Text-to-region grounding data
......
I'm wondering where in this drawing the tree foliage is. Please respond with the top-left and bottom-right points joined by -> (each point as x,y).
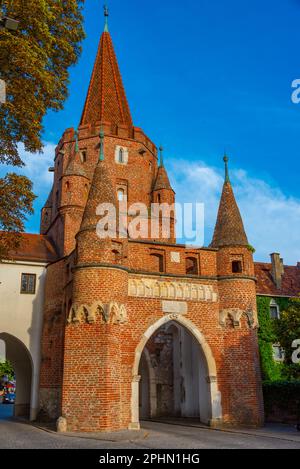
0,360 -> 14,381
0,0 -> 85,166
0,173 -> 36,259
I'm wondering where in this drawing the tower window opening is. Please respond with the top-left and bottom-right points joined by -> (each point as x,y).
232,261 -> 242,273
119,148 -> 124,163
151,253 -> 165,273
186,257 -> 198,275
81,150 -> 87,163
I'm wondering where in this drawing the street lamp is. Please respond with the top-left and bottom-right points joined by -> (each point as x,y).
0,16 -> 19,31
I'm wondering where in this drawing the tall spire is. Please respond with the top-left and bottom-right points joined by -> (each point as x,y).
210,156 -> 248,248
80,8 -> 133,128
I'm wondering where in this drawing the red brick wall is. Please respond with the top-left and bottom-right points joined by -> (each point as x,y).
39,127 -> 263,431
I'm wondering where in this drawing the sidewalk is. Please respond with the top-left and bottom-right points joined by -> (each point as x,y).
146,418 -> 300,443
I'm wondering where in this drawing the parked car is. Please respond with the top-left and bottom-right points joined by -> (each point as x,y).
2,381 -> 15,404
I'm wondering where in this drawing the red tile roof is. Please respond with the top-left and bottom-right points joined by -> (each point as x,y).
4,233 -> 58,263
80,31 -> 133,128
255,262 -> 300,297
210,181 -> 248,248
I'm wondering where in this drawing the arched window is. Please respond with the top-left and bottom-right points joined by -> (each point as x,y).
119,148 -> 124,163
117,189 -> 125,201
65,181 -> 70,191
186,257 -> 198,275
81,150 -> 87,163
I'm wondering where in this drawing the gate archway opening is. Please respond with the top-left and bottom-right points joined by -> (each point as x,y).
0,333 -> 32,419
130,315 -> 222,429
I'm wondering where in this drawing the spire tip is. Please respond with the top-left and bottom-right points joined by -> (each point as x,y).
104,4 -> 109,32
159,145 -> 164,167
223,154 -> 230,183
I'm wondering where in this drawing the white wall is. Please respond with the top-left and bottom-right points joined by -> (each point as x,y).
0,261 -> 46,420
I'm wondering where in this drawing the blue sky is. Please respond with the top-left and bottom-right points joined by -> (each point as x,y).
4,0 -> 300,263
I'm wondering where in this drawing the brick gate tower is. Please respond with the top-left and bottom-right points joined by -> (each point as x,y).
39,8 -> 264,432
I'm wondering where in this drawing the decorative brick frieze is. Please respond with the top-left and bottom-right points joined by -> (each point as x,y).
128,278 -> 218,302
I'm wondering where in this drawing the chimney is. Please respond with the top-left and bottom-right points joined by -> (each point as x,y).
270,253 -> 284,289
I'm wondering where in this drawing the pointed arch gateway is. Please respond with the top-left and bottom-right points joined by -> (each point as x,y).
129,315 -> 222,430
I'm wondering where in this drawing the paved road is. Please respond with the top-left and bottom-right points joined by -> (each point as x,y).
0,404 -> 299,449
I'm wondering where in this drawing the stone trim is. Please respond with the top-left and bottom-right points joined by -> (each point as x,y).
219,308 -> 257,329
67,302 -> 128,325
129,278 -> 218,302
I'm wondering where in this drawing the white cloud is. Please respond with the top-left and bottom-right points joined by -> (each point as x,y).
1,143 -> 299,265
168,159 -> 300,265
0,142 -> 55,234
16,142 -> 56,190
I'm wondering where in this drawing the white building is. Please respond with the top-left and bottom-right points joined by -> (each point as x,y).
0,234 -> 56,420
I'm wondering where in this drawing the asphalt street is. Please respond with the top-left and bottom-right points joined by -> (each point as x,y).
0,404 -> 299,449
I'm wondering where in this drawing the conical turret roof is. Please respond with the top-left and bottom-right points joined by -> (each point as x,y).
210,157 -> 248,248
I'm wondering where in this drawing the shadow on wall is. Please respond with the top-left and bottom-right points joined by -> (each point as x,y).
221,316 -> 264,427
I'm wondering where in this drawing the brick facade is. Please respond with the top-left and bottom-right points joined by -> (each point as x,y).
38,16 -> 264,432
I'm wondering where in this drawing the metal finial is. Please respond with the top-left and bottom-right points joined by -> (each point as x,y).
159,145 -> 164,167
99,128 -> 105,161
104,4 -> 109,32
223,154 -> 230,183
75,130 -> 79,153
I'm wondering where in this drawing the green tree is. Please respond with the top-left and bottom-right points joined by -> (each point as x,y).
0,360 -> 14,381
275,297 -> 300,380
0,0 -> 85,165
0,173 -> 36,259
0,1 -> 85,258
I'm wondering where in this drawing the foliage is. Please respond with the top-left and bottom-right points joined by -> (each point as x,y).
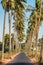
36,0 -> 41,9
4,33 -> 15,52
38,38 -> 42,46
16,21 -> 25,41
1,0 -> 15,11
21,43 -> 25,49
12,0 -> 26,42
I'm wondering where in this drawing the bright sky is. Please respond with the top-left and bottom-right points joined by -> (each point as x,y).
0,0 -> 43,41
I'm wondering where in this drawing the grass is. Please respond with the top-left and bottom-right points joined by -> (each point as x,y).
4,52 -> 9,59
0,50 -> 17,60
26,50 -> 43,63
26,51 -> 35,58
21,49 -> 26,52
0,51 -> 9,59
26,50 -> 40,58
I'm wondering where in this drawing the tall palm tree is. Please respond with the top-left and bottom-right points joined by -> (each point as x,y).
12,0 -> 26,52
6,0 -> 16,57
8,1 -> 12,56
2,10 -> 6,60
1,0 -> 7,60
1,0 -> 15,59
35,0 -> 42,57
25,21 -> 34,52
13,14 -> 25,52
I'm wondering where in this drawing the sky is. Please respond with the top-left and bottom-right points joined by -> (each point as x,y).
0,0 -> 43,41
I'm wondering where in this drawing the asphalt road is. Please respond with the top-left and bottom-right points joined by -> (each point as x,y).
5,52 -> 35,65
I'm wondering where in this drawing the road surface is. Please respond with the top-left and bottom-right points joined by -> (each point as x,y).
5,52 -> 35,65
......
Verbatim output of the entries is required, with each image left out.

Final answer >>
I'm wondering where in this drawing the tree foliage is. Please respond with the top-left and bottom-right points joined by -> (each point as x,y).
0,360 -> 14,381
0,0 -> 85,166
0,173 -> 36,259
I'm wondering where in this drawing the tower window opening is. Please respond with the top-left and bottom-right points joined by -> (each point as x,y).
232,261 -> 242,273
119,148 -> 124,163
151,253 -> 165,273
186,257 -> 198,275
81,150 -> 87,163
I'm wondering where in this drawing the street lamp is. Please respond with the top-left and bottom-right points joined by -> (each point as x,y).
0,16 -> 19,31
I'm wondering where in this drawing the tall spire is. Please respond with the top-left and bottom-right points joined by -> (each point as x,y).
210,156 -> 248,248
80,8 -> 133,128
I'm wondering where in this drawing the red brick wall is. Please respond with the top-left and bottom-right points joined by -> (each point as x,y).
39,127 -> 263,431
I'm wondering where in this drawing the sidewalk is. Please respond with the top-left and bottom-right points joined by -> (each point as x,y).
146,418 -> 300,443
I'm wondering where in this drawing the parked car is. Please respond with the top-left and bottom-right points joined by -> (each point as x,y).
2,381 -> 15,404
I'm wondering where in this drawing the red tile roof is. Please respond with the top-left and bottom-right points joined by -> (each point as x,y).
4,233 -> 58,263
80,31 -> 133,128
255,262 -> 300,297
210,181 -> 248,248
I'm wondering where in this drawing the arched window is. Please respond with the top-left and bottom-right points joined by -> (each point as x,y).
119,148 -> 124,163
117,189 -> 125,201
65,181 -> 70,191
186,257 -> 198,275
81,150 -> 87,163
I'm wondering where in this drawing the gate archway opening is. Please respond with the top-left and bottom-right points joined by -> (each point as x,y).
0,333 -> 32,419
130,315 -> 222,429
I'm wondering where in this drawing the spire tip is. Please respond with the top-left and bottom-right points joined by -> (each point as x,y).
104,4 -> 109,32
159,145 -> 164,167
223,154 -> 230,183
I'm wondering where in this drawing the white wall is. Please respond with the top-left and bottom-right points joined by -> (each point as x,y).
0,261 -> 46,420
I'm wondering where in this drawing the blue sky is. Please respond with the top-left and bottom-right points joined by -> (each point as x,y).
4,0 -> 300,263
I'm wondering where in this drawing the brick gate tower is. Please respond with the top-left and bottom-right points joined by -> (each point as x,y).
39,8 -> 264,432
I'm wondering where in this drawing the decorative brick frieze is. Please respond with the top-left and bottom-right points joined by -> (each point as x,y).
128,278 -> 218,302
I'm wondering where in this drawing the chimney is. Please respond with the top-left and bottom-right points joined by -> (each point as x,y).
270,253 -> 284,289
I'm wondering where in this drawing the pointed arch gateway is. Please respond with the top-left and bottom-right points joined by -> (each point as x,y).
129,315 -> 222,430
I'm wondering where in this drawing the paved road is. Please respond with the top-left and bottom-right points joined by -> (each point as x,y).
0,404 -> 299,449
I'm wondering where in this drawing the stone trim is. Please respond with the top-left and bottom-right points joined by -> (each point as x,y).
219,308 -> 257,329
67,302 -> 128,325
129,278 -> 218,302
I'm wondering where in this drawing the white cloud is. Please respond with the top-left and bottom-right points joined by -> (each point as x,y).
1,143 -> 299,265
168,159 -> 300,265
0,142 -> 55,234
16,142 -> 56,190
I'm wondering where in this drawing the white building is. Please respond with the top-left and bottom-right points joined by -> (each point as x,y).
0,234 -> 56,420
I'm wondering where in this drawing the asphalt street is. Please respond with the top-left and bottom-right points joined by -> (each point as x,y).
0,404 -> 299,449
I'm wondering where in this drawing the conical turret roof is. Please respond with the top-left and bottom-right points joined by -> (each point as x,y).
210,157 -> 248,248
I'm wondering where in this drawing the shadow on wall is. Please respond with the top-left and bottom-right points joined by -> (each point as x,y).
221,316 -> 264,427
I'm wondering where in this drawing the brick facade is. Please respond with the top-left and bottom-right points joined by -> (each point as x,y).
38,16 -> 264,432
I'm wondering where in this drawing the metal finial is. Please respond with the top-left and bottom-right points joined by -> (each point as x,y).
159,145 -> 164,167
99,128 -> 105,161
104,4 -> 109,32
223,154 -> 230,183
75,130 -> 79,153
I'm wondering where in this drawing the green tree is. Please respond with the top-left and bottom-right points joined by -> (each point as x,y).
0,360 -> 14,381
275,297 -> 300,380
0,0 -> 85,165
0,173 -> 36,259
0,1 -> 85,258
I'm wondering where in this drawing the foliage is. Please respond with the top-left and bottom-right points joined by -> (each point as x,y).
36,0 -> 41,9
4,33 -> 15,52
38,38 -> 42,46
16,21 -> 25,41
1,0 -> 15,11
21,43 -> 25,49
12,0 -> 26,42
I'm wondering where in this drawing the bright sky is. Please respond with the top-left and bottom-right points joined by -> (each point as x,y).
0,0 -> 43,41
I'm wondering where in this drawing the grass is. Please respond with the top-left and bottom-right points joined by -> (each point as x,y).
4,52 -> 9,59
0,50 -> 17,60
26,50 -> 43,63
26,51 -> 35,58
21,49 -> 26,52
0,51 -> 9,59
26,50 -> 40,58
I'm wondering where in this drawing the tall palm tree is. Please respond with the top-left and bottom-right points joined by -> (each point as x,y).
12,0 -> 26,52
6,0 -> 16,57
8,1 -> 12,56
2,10 -> 6,60
1,0 -> 7,60
1,0 -> 15,59
35,0 -> 42,57
25,21 -> 34,52
13,14 -> 25,52
I'm wondering where in this drawing the sky is. Please respond with the top-left and bottom-right points joined by -> (each point as x,y).
0,0 -> 43,41
I'm wondering where in this drawing the asphalt road is. Please respond with the top-left and bottom-right points joined by -> (each point as x,y).
5,52 -> 35,65
I'm wondering where in this drawing the road surface is. Please respond with the top-left and bottom-right points joined by -> (each point as x,y).
5,52 -> 35,65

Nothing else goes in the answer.